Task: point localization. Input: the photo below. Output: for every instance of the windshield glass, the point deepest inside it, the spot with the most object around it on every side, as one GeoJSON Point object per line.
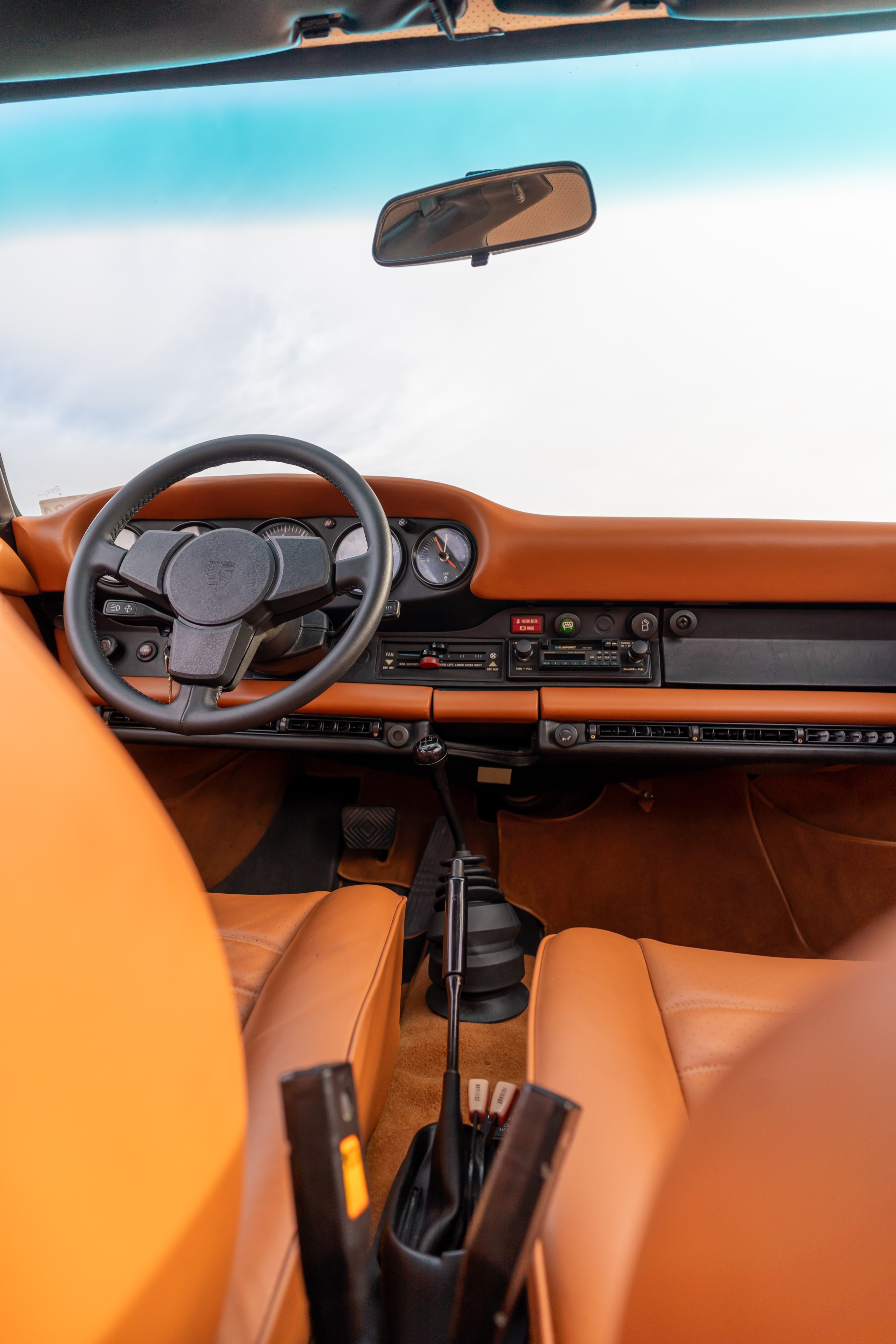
{"type": "Point", "coordinates": [182, 265]}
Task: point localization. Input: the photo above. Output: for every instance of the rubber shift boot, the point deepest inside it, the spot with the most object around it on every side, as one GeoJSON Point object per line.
{"type": "Point", "coordinates": [445, 1198]}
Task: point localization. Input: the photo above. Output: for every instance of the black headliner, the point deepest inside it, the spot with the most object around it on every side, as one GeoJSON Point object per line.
{"type": "Point", "coordinates": [562, 42]}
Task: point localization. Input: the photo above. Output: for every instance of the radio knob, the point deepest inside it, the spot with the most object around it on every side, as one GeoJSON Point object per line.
{"type": "Point", "coordinates": [683, 623]}
{"type": "Point", "coordinates": [566, 734]}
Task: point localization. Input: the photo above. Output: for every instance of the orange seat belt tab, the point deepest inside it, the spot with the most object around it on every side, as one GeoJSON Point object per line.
{"type": "Point", "coordinates": [332, 1204]}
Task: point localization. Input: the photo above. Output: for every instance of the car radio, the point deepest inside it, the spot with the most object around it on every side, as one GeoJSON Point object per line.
{"type": "Point", "coordinates": [628, 659]}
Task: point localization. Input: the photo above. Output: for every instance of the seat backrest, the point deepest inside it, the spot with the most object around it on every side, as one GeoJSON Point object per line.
{"type": "Point", "coordinates": [121, 1070]}
{"type": "Point", "coordinates": [777, 1218]}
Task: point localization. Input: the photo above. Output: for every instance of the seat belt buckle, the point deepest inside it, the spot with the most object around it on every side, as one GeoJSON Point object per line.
{"type": "Point", "coordinates": [332, 1202]}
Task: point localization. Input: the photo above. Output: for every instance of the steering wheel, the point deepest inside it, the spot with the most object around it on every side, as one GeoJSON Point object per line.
{"type": "Point", "coordinates": [226, 591]}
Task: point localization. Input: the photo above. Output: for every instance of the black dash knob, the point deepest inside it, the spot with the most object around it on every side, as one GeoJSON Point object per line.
{"type": "Point", "coordinates": [683, 623]}
{"type": "Point", "coordinates": [566, 736]}
{"type": "Point", "coordinates": [430, 751]}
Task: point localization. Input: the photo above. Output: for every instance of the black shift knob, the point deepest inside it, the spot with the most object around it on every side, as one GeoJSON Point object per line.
{"type": "Point", "coordinates": [430, 752]}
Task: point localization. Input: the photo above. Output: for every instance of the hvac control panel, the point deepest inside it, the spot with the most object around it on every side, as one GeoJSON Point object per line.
{"type": "Point", "coordinates": [584, 644]}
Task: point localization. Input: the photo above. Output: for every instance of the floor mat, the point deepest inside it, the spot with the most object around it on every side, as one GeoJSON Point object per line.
{"type": "Point", "coordinates": [301, 849]}
{"type": "Point", "coordinates": [222, 802]}
{"type": "Point", "coordinates": [418, 808]}
{"type": "Point", "coordinates": [691, 870]}
{"type": "Point", "coordinates": [494, 1052]}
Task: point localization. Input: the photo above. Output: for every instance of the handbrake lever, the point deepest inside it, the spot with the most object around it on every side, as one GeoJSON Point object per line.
{"type": "Point", "coordinates": [445, 1198]}
{"type": "Point", "coordinates": [510, 1213]}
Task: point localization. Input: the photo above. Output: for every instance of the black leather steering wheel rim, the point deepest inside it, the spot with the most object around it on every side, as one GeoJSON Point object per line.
{"type": "Point", "coordinates": [195, 710]}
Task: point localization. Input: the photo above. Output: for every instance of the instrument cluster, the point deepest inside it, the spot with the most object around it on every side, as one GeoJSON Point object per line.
{"type": "Point", "coordinates": [440, 556]}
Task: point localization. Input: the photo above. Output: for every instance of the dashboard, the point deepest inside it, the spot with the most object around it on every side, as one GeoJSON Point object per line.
{"type": "Point", "coordinates": [527, 639]}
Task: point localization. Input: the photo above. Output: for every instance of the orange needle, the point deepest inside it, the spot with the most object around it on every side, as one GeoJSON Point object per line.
{"type": "Point", "coordinates": [444, 553]}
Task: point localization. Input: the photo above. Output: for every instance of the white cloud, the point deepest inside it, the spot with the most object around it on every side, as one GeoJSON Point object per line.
{"type": "Point", "coordinates": [721, 354]}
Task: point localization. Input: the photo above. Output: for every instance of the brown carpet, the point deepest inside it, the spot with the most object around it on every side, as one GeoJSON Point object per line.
{"type": "Point", "coordinates": [496, 1053]}
{"type": "Point", "coordinates": [832, 839]}
{"type": "Point", "coordinates": [692, 870]}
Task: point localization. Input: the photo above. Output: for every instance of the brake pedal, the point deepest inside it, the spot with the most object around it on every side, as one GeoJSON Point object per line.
{"type": "Point", "coordinates": [369, 829]}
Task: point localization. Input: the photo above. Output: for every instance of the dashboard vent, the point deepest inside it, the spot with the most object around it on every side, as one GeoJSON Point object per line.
{"type": "Point", "coordinates": [713, 734]}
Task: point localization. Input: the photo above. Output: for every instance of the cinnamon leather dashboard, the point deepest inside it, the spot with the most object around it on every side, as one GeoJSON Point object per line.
{"type": "Point", "coordinates": [795, 624]}
{"type": "Point", "coordinates": [524, 557]}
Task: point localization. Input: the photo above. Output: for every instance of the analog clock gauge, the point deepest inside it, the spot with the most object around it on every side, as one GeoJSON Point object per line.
{"type": "Point", "coordinates": [444, 556]}
{"type": "Point", "coordinates": [355, 544]}
{"type": "Point", "coordinates": [284, 528]}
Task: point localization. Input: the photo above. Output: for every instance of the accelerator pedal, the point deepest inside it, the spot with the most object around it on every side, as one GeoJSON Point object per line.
{"type": "Point", "coordinates": [370, 829]}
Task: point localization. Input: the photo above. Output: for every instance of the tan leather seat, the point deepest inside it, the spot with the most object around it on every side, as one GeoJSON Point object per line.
{"type": "Point", "coordinates": [640, 1034]}
{"type": "Point", "coordinates": [143, 1161]}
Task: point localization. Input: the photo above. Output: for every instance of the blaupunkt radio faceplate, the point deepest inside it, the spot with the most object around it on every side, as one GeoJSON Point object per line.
{"type": "Point", "coordinates": [628, 659]}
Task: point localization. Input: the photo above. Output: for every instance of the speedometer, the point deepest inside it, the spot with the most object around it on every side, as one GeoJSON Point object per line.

WHAT IS BEING ASKED:
The answer must be an exact reproduction of the records, with every picture left out.

SOLUTION FOR THIS TASK:
Task: point localization. Input: the photo below. Output: for every instance of the windshield glass, the point deepest inside it, the spot with the most object around it on every side, as one GeoJSON Point object per line.
{"type": "Point", "coordinates": [182, 265]}
Task: point localization. Input: the photo above. Output: for every instance of the rubber shift boot, the point deepest inside it, the spot with the most object around it on every side, as one GeoJSON Point object per line.
{"type": "Point", "coordinates": [445, 1198]}
Task: point localization. Input: the photo above. Output: for every instance of the black headliner, the point deepest inside it, the spot with the most object around it on every side, as one GeoJSON Point object per line.
{"type": "Point", "coordinates": [562, 42]}
Task: point localization. Input: the photo above. Output: for every instance of the radio knob, the point deepest inside it, the spot with the most object around it on every side, as one GeoJSON Point object per line.
{"type": "Point", "coordinates": [683, 623]}
{"type": "Point", "coordinates": [566, 734]}
Task: point localization. Input: the photo above. Output: for every instance of the orange seat belt tab, the point deepest inside it, the spot with the most object around it on every side, as one GeoJSON Point object per line.
{"type": "Point", "coordinates": [332, 1204]}
Task: point localization. Input: the photo above. Output: for every instance of the car radio, the point deepest inside it, the spot with the most object around it on every side, as one GeoJSON Point object per line.
{"type": "Point", "coordinates": [628, 659]}
Task: point localization. Input: the photo above. Output: for every instance of the seat backrest, the point deepest inside it, the spot with the most object around it on every side, as one GeoJSON Point object per line.
{"type": "Point", "coordinates": [121, 1070]}
{"type": "Point", "coordinates": [777, 1218]}
Task: point localization. Input: the photo above. Output: for every instance of the seat belt buckle, the point deepest inside it, the spot with the most object around it on every side, as one GeoJSON Point object per line.
{"type": "Point", "coordinates": [332, 1202]}
Task: point localization. Input: the photo above. Output: for every instance of the steering wheel, the point deepest inside it, the spot with the most object around it on every side, as one GeoJSON Point object per line.
{"type": "Point", "coordinates": [226, 591]}
Task: point localization. Input: the photo above. Output: for every instance of the black dash knob, the point deepest inside it, the spot with the most object around it on every side, as one GeoJSON Point object per line.
{"type": "Point", "coordinates": [683, 623]}
{"type": "Point", "coordinates": [566, 736]}
{"type": "Point", "coordinates": [430, 751]}
Task: point localization. Input: the photo above. Output: for every instance of the black shift knob, the point deepest inside it, the spot with the most object around it on every side, as one GeoJSON Point object per line.
{"type": "Point", "coordinates": [430, 752]}
Task: point localization. Input: the photo above. Output: for every instance of the hvac control panel, the point deepest inside it, the spot with the most object around it on every side, as one GeoJSON Point object per line.
{"type": "Point", "coordinates": [584, 644]}
Task: point localization. Input: the photo above. Output: for every instance of the floor mat, the point deepest inside it, the spot with the most object around it on every side, as one GeoJSON Point object per line.
{"type": "Point", "coordinates": [301, 849]}
{"type": "Point", "coordinates": [222, 802]}
{"type": "Point", "coordinates": [418, 808]}
{"type": "Point", "coordinates": [691, 870]}
{"type": "Point", "coordinates": [494, 1052]}
Task: point localization. Input: the photo above. Output: for every instance of the handbrake lever, the point deepest inside it, the spot with the most object around it on every side, as one GeoJSON Point object per line.
{"type": "Point", "coordinates": [445, 1198]}
{"type": "Point", "coordinates": [510, 1213]}
Task: point localization. Input: the photo above. Output: for every instance of the black leather steering wheel rim, the point deepest inside it, the spot with the most object around it on every side, as one GeoJSON Point object per line.
{"type": "Point", "coordinates": [195, 710]}
Task: point localization. Input: the photo above. Output: for every instance of the instrument cluster, the point deepest inside it, the spot with the most object around it on every side, as one GeoJSON Point object per line.
{"type": "Point", "coordinates": [440, 556]}
Task: point localization. Input: the photo above. Output: for every instance of the dashboard, the point deepest inside it, the spot with the most object around it on every side, as one GeoJSON Point object per line.
{"type": "Point", "coordinates": [527, 639]}
Task: point localization. Input: the photo above. Output: for every instance of the orange needle, the point deepest inside it, the spot with the most object around it on every side, as one GeoJSON Point object per line.
{"type": "Point", "coordinates": [444, 553]}
Task: point localization. Input: the photo above. Output: for every instance of the white cloud, the point deepest inside it, the spot with the most object around it on every side, as one GeoJSON Point object per line.
{"type": "Point", "coordinates": [721, 354]}
Task: point localization. Input: the photo above. Output: for every instance of the brown carpet, the point deepest inside it, the spot with the most object around it on every side, as one GeoJSON Point object per line.
{"type": "Point", "coordinates": [496, 1053]}
{"type": "Point", "coordinates": [832, 839]}
{"type": "Point", "coordinates": [692, 870]}
Task: point localization. Input: the photo above. Output: for every instance of the brake pedal, the point deepest inside it, the spot with the most object around it on every side, as one GeoJSON Point object per line.
{"type": "Point", "coordinates": [369, 829]}
Task: point localization. Input: the photo above. Output: for every instance of the dashboard vent, the point deepest inside it, the spot with the most object around it on every side, as one GeoJSON Point object per line.
{"type": "Point", "coordinates": [713, 734]}
Task: point localization. Input: the photo above. Output: for every instance of the cinnamon leather dashboard, the point deepest inside it, the spot with the most object around it on every side, as one GeoJSON Point object per line.
{"type": "Point", "coordinates": [795, 624]}
{"type": "Point", "coordinates": [524, 557]}
Task: point localization. Input: the photo above. Output: for every instance of the analog clock gauge, the point deepest inside it, the spot with the most object around it on every side, as one GeoJSON Point object per line.
{"type": "Point", "coordinates": [444, 556]}
{"type": "Point", "coordinates": [355, 544]}
{"type": "Point", "coordinates": [284, 528]}
Task: point localization. Input: the photo above. Output: for every instance of the accelerator pedal, the point deepest inside it, the spot with the most object around it on every side, as one GeoJSON Point object per line.
{"type": "Point", "coordinates": [370, 829]}
Task: point localization. Input: the photo above. Output: for every instance of the tan leather seat, the point deepest inside it, the spot with the most object around it on every side, as one GeoJSON Point object per line.
{"type": "Point", "coordinates": [640, 1034]}
{"type": "Point", "coordinates": [143, 1161]}
Task: point localization. Input: the photo above. Output: for every instance of the blaupunkt radio faceplate, the point deepest inside it, the spot with the most object around it on every side, as one GeoJSON Point object per line.
{"type": "Point", "coordinates": [628, 659]}
Task: point localization. Input: the photo above. Output: for every instance of the speedometer, the point deepest inside it, the spot with the most object around it on every side, as one GeoJSON Point object per line.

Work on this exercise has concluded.